§ **TEXT**:

....

The formula

Let $K\subset\mathbb R^n$ be a convex body with boundary $\partial K$ and choose uniformly a random unit vector $e$. Let $K^\bot_e$ denote the projection of $K$ to the hyperplane that is perpendicular to $e$. Then we have

\[\begin{align} \label{eq:cauchysformula} \mathbb E[|K^\bot_e|] = \frac {\mathbb E[|\sin\theta|]}2 |\partial K| \end{align}\]

where $\theta$ is the angle $e$ makes the $x_1$-axis of $\mathbb R^n$.

Proof1

Fix a unit vector $e$ and let $\delta > 0$. Let $[0,e] \subset \mathbb R^n$ denote the segment with endpoints the origin and $e$.

....

§ **SUPPLIED RECORDS**:

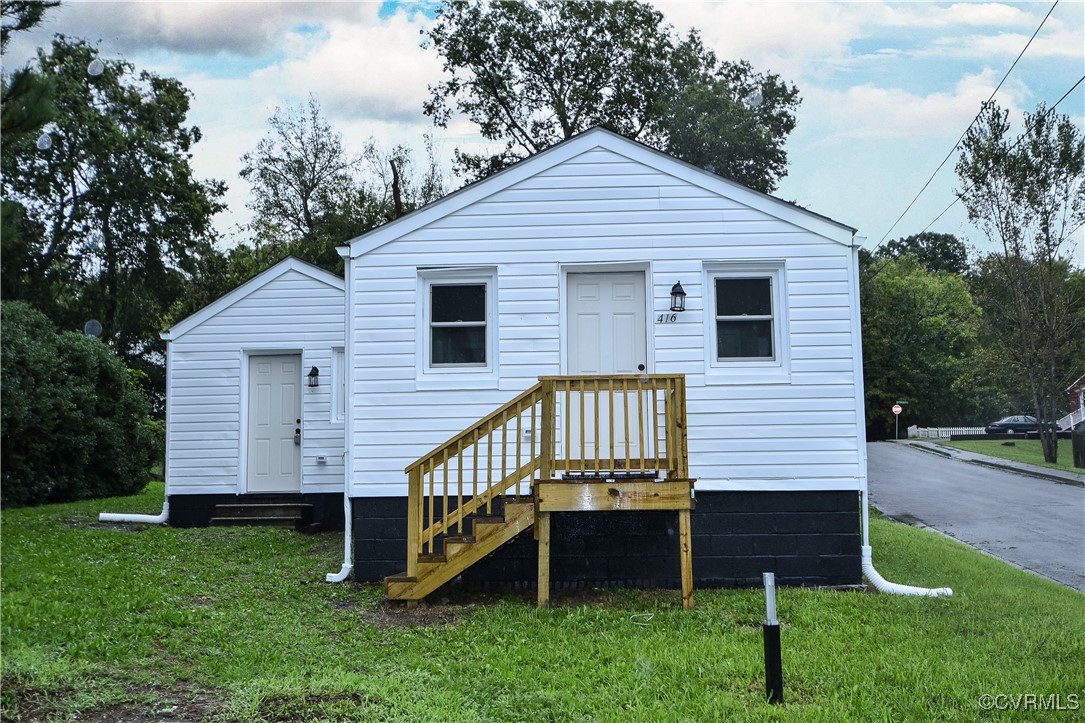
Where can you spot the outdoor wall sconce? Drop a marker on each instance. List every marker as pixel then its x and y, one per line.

....

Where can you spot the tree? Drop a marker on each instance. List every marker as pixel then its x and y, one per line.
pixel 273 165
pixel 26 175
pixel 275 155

....

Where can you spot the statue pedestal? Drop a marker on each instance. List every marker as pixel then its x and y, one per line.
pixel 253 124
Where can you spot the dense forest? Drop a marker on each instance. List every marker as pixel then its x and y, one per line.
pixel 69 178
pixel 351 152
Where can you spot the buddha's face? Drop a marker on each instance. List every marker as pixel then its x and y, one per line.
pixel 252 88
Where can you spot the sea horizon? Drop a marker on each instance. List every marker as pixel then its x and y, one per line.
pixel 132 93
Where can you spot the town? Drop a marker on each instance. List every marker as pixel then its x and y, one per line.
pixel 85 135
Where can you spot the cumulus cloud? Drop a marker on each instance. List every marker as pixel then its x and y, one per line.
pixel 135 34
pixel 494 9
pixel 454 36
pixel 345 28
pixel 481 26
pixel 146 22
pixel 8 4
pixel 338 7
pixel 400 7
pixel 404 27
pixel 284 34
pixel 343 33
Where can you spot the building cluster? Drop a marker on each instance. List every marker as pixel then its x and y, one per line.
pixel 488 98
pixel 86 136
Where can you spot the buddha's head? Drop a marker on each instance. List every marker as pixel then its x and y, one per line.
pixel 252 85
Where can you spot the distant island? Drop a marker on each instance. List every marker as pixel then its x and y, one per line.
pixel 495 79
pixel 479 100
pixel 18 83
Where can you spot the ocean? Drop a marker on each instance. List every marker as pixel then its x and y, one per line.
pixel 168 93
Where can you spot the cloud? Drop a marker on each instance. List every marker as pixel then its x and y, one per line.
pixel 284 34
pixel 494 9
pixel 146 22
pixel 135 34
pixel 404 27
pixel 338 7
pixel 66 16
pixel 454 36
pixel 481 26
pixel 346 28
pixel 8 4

....

§ **SHORT EXERCISE A**: Using only what the projection formula text defines, explain in one to three sentences what its displayed formula says.
§ **SHORT EXERCISE B**: In the projection formula text, what does $[0,e]$ stand for?
§ **SHORT EXERCISE C**: Carry the proof in the projection formula text further from its last sentence.
The listing has nothing to do with the projection formula text.

§ **REPLY A**: Pick a random unit vector $e$ and project the convex body $K$ onto the hyperplane perpendicular to $e$. The formula says that the expected size of that projection equals half of $\mathbb E[|\sin\theta|]$ times the size of the boundary $\partial K$. Here $\theta$ is the angle $e$ makes with the $x_1$-axis.

§ **REPLY B**: The segment whose endpoints are the origin and $e$.

§ **REPLY C**:
For a subset $A$ of an affine hyperplane, we have

\[\begin{align} \mathbb E[|A + [0,\delta e]|] = \delta |\sin\theta| |A|, \end{align}\]

where $\theta$ is the angle formed by $e$ and the hyperplane. On the other hand, by Cavalieri’s principle,

\[\begin{align} \mathbb E[|A + [0,\delta e]|] = \delta |A^\bot_e|, \end{align}\]

Thus for the surface $\Sigma$ of a finite convex polytope, we conclude

\[\begin{align} \delta |\Sigma| \mathbb E[|\sin\theta|] = 2\delta|\Sigma^\bot_e| + o_\Sigma(\delta). \end{align}\]

Divide by $\delta$ and use a sequence of convex polytopes converging to $K$ and a sequence of $\delta$ converging to $0$ fast enough to conclude the proof.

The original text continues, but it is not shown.